# [Records supplied]
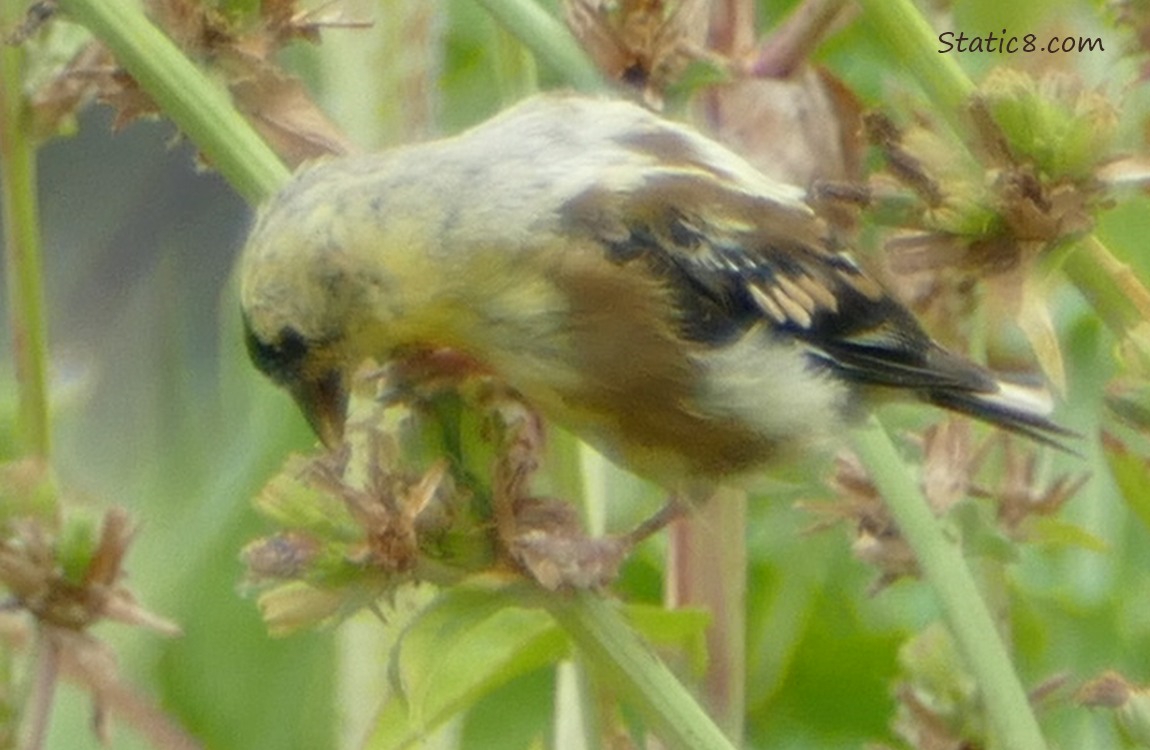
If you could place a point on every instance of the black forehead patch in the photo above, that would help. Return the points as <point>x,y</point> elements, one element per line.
<point>281,359</point>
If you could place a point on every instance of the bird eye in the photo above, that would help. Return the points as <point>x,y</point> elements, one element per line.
<point>280,359</point>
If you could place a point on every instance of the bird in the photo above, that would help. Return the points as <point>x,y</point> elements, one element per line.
<point>633,280</point>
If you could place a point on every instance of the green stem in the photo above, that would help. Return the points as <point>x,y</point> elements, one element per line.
<point>620,655</point>
<point>201,109</point>
<point>23,255</point>
<point>915,45</point>
<point>1109,284</point>
<point>549,39</point>
<point>941,561</point>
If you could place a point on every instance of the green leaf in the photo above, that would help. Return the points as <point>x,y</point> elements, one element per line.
<point>465,645</point>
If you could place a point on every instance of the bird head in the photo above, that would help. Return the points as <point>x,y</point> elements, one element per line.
<point>309,370</point>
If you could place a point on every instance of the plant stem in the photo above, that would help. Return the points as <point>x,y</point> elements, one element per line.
<point>964,610</point>
<point>549,39</point>
<point>201,109</point>
<point>914,45</point>
<point>23,254</point>
<point>619,653</point>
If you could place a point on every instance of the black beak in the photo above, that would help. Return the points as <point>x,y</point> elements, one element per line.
<point>323,402</point>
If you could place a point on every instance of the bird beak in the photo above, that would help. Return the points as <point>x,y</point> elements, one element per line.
<point>323,402</point>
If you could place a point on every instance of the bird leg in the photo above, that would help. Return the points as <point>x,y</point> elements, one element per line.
<point>544,536</point>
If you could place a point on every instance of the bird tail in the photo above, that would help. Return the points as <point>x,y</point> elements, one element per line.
<point>1017,406</point>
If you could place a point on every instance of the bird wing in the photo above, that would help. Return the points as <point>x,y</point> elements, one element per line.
<point>735,259</point>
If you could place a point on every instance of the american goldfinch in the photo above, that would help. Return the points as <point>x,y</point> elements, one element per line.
<point>635,281</point>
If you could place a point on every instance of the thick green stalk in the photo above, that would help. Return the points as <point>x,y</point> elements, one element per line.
<point>549,39</point>
<point>633,668</point>
<point>914,45</point>
<point>23,253</point>
<point>964,610</point>
<point>200,108</point>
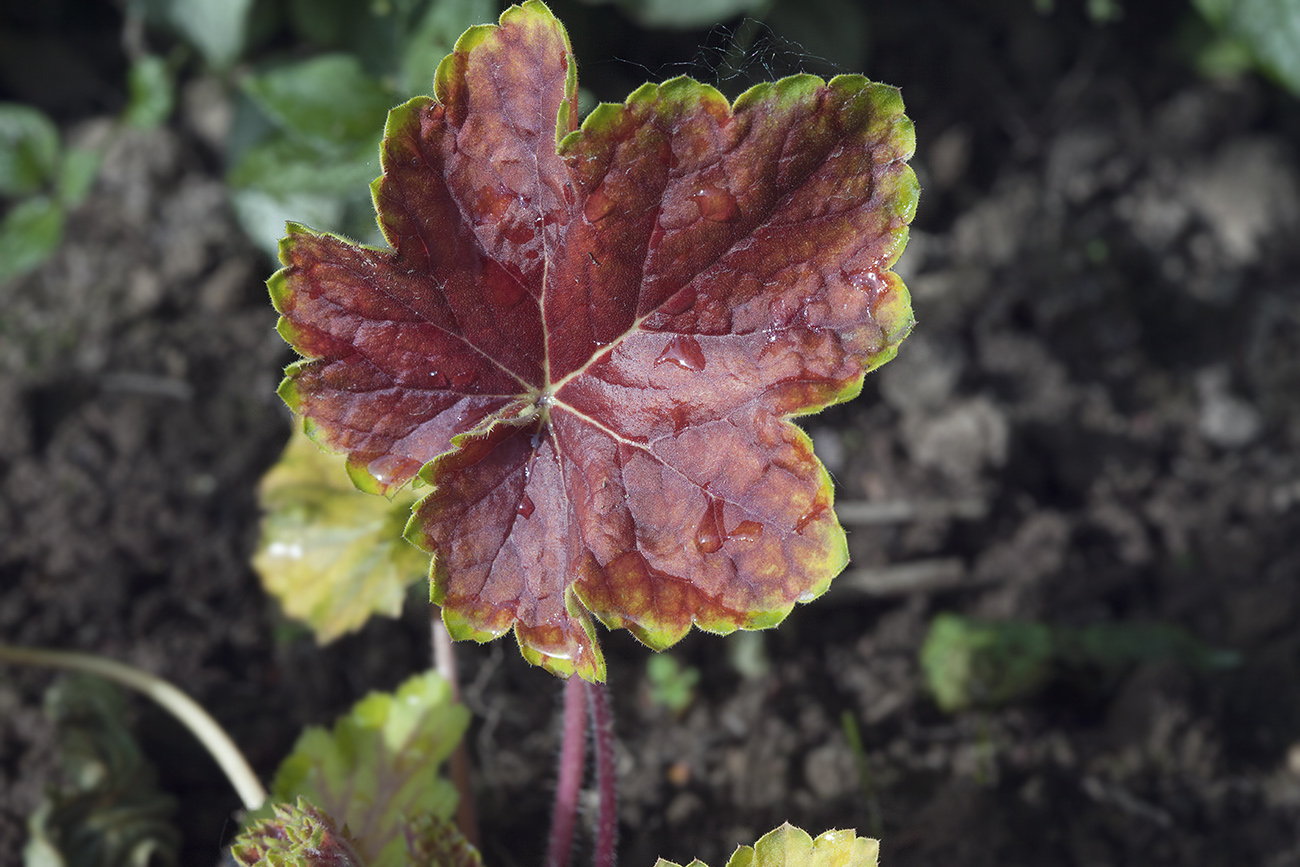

# [What needs to be done]
Rewrite all the rows above with "photo above" changed to "image shown" and nothing else altered, leaving out the pictures.

# [Result]
If you could place a point on every instance of the black forehead patch in the image shown, that would help. Return the points as <point>x,y</point> elements, one element per line.
<point>281,359</point>
If you could place a point on every instance of the bird eye in the image shown, that would help. Return the points as <point>x,y</point> elements, one element per line.
<point>280,359</point>
If you could place a point on every instance of the bird in the image shown, that would help. Return the points as <point>x,y</point> elements, one element per line.
<point>633,280</point>
If you could place a point on every instance of the green stem in the image shown, that would help. Return the points as <point>x,y</point> elements, one element per line.
<point>620,655</point>
<point>201,109</point>
<point>23,255</point>
<point>915,45</point>
<point>1109,284</point>
<point>549,39</point>
<point>941,561</point>
If you could place a point on every instance of the green leaf in the image shown, that would help. Return the points as <point>x,y</point> elements, one element per line.
<point>465,645</point>
If you could place a point on every instance of the bird head in the image shown, that would help. Return the points as <point>x,y</point> elements, one element per line.
<point>309,370</point>
If you could place a point on every instance of the plant stem in the image shown, that would help. Return the points as <point>x,y</point> elements, one element per line.
<point>964,610</point>
<point>549,39</point>
<point>201,109</point>
<point>914,45</point>
<point>23,254</point>
<point>619,653</point>
If you could place a point on every instance of the black beak in the image shown, that would help. Return the points as <point>x,y</point> elements, one element per line.
<point>323,402</point>
If you could place a point on every instance of the bird beak in the image shown, that would help. Return the points as <point>x,y</point> elements, one element per line.
<point>323,402</point>
If you could place a point on every instance of the bird leg in the image shown, that would help. Return the points as <point>x,y</point> elements, one element per line.
<point>544,536</point>
If you could place a point on every instance of the bird tail in the image shown, that would help. Return the points as <point>x,y</point> elements, one element per line.
<point>1017,406</point>
If you could place a point on every instance of the bird wing in the image shown, that would help. Return the points as <point>x,y</point> elements, one element per line.
<point>735,259</point>
If you could place a point on every instance of the american goldfinch in the image shown, that would help. Return the points as <point>x,y</point> elements, one element per line.
<point>635,281</point>
If you could place a point on every instance of the thick green stalk in the image shown, that would help. Return the points as <point>x,y</point> elements, one element per line.
<point>549,39</point>
<point>633,668</point>
<point>914,45</point>
<point>23,253</point>
<point>964,610</point>
<point>200,108</point>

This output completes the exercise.